-- Begin SUPPLIED RECORDS --
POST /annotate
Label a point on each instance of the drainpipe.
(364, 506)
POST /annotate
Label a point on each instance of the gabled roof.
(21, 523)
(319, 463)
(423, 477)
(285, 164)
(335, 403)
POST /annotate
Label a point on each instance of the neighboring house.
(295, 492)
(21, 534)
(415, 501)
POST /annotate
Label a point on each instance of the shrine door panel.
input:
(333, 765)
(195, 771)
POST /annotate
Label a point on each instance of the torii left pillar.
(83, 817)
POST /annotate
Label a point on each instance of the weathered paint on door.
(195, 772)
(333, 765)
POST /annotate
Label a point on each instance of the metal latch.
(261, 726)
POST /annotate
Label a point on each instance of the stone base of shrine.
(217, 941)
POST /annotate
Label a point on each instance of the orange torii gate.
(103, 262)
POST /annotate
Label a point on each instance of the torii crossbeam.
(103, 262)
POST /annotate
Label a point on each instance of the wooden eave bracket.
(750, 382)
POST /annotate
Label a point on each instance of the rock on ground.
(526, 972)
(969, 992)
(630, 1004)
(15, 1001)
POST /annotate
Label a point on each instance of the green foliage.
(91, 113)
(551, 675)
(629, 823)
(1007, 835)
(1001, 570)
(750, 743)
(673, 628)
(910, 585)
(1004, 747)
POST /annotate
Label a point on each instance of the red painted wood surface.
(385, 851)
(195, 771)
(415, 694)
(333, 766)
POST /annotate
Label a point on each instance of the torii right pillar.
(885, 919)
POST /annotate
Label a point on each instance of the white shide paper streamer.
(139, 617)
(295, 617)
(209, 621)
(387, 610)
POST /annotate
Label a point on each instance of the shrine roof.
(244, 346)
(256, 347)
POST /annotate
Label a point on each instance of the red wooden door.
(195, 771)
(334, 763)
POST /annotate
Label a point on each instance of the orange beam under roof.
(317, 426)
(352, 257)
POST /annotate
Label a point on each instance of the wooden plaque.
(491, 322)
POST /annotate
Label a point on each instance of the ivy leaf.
-- End SUPPLIED RECORDS --
▸ EXERCISE TASK: Swap "Label a point" for "Mark a point" everywhere in the data above, then give all the lines again with nothing else altered.

▸ FULL ANSWER:
POST /annotate
Mark a point on each instance of the drainpipe.
(364, 506)
POST /annotate
Mark a point on each instance of the gabled roof.
(21, 523)
(319, 463)
(423, 477)
(285, 164)
(335, 403)
POST /annotate
Mark a point on each instance of the neighboring house.
(295, 492)
(21, 534)
(415, 501)
POST /annotate
Mark a point on each instance of the shrine door panel.
input:
(333, 765)
(195, 771)
POST /annotate
Mark a point on each instance of the torii left pillar.
(83, 817)
POST /annotate
Mark a point on each instance of the weathered paint on door.
(195, 772)
(333, 765)
POST /annotate
Mark a point on each instance of the metal latch.
(261, 726)
POST /annotate
Mark a point on each instance of the stone base of shrine.
(217, 941)
POST /annotate
Mark a point on each instance of the orange torii gate.
(103, 262)
POST /annotate
Mark a point on each instance of the torii crossbeam.
(103, 262)
POST /annotate
Mark a point on each instance of the wooden eave bracket.
(750, 382)
POST /annotate
Mark a point on each instance of the rock on ground.
(526, 972)
(969, 992)
(630, 1004)
(15, 1001)
POST /annotate
Mark a point on each instance of the green foliage.
(91, 113)
(551, 675)
(629, 823)
(1007, 835)
(1001, 570)
(750, 743)
(673, 628)
(910, 585)
(1004, 747)
POST /annotate
Mark a point on each instance of the red painted wood surface.
(385, 851)
(195, 771)
(415, 694)
(333, 766)
POST /annotate
Mark a point on each instance of the torii right pillar.
(885, 919)
POST /annotate
Mark a point on each instance of the white shide paper streamer.
(139, 617)
(295, 617)
(209, 621)
(387, 610)
POST /annotate
Mark a point on each instance of the shrine roof.
(244, 346)
(256, 347)
POST /annotate
Mark a point on each instance of the red wooden door.
(195, 771)
(334, 763)
POST /annotate
Mark a point on each instance of the orange beam under roof.
(317, 426)
(352, 257)
POST /annotate
Mark a point on each instance of the wooden plaque.
(491, 322)
POST /annotate
Mark a point on each instance of the ivy leaf.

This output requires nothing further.